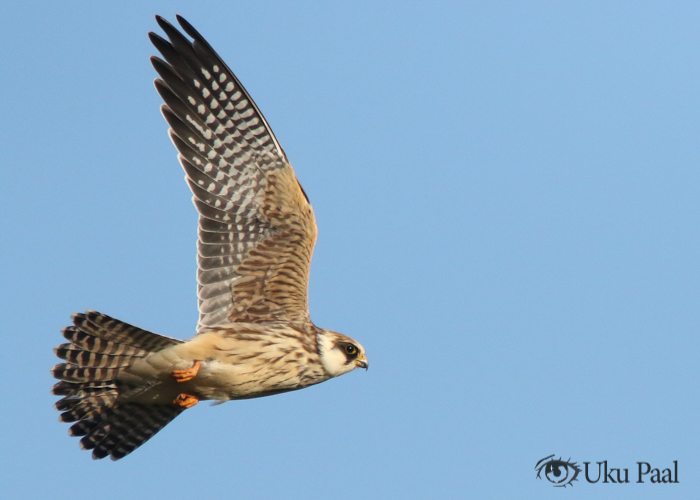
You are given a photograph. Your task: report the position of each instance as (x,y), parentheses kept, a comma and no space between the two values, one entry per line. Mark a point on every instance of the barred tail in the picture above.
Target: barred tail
(99,348)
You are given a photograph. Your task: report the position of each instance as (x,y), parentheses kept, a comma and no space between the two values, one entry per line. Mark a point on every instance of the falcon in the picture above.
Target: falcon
(121,384)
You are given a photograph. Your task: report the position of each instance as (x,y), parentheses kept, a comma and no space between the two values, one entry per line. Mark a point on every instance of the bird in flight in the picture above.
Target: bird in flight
(121,384)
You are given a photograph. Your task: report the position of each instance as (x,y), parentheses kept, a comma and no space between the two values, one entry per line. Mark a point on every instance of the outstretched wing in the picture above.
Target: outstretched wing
(256,226)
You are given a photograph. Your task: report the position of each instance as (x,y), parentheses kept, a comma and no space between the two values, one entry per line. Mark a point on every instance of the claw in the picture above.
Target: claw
(187,374)
(186,400)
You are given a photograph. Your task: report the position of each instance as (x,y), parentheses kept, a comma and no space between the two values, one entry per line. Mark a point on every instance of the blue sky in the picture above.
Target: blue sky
(507,201)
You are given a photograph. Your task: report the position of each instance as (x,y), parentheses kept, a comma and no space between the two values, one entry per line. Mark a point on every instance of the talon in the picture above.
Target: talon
(187,374)
(186,400)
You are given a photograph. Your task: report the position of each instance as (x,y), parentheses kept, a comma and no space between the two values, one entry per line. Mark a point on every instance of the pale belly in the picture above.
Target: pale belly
(224,379)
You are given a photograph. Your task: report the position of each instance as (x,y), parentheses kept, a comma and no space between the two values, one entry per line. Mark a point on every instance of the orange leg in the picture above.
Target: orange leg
(186,400)
(187,374)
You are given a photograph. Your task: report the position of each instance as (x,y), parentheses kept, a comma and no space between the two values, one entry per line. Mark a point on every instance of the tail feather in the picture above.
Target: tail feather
(64,388)
(78,409)
(92,343)
(99,348)
(111,329)
(128,427)
(77,356)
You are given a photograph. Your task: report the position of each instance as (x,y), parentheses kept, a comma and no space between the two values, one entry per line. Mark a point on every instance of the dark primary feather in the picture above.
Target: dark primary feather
(256,228)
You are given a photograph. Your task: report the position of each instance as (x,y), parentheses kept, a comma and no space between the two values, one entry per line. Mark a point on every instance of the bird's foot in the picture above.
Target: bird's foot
(187,374)
(186,400)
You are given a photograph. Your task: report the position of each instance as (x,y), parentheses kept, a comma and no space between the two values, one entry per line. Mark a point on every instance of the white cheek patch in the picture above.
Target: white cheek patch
(333,359)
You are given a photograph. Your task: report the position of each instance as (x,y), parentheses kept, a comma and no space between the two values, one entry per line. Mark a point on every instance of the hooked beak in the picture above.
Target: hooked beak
(362,362)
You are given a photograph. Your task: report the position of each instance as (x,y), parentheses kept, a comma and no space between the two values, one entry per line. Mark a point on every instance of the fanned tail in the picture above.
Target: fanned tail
(99,348)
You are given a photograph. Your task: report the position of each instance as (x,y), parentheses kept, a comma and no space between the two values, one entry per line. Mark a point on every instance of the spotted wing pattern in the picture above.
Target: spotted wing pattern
(256,227)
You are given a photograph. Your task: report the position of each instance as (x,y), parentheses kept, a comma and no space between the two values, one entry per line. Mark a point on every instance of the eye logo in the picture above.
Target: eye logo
(559,472)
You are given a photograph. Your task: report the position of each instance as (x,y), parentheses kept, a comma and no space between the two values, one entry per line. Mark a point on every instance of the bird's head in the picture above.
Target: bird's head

__Exercise__: Pick out, from the lines above, every one that contains the string "head".

__Completed exercise__:
You are given a photograph. Your task: report the position of each instance as (x,y), parentheses kept, a comma and no space between the two values, one entry per line. Mark a point on every instance of the bird's head in the picture above.
Target: bird's head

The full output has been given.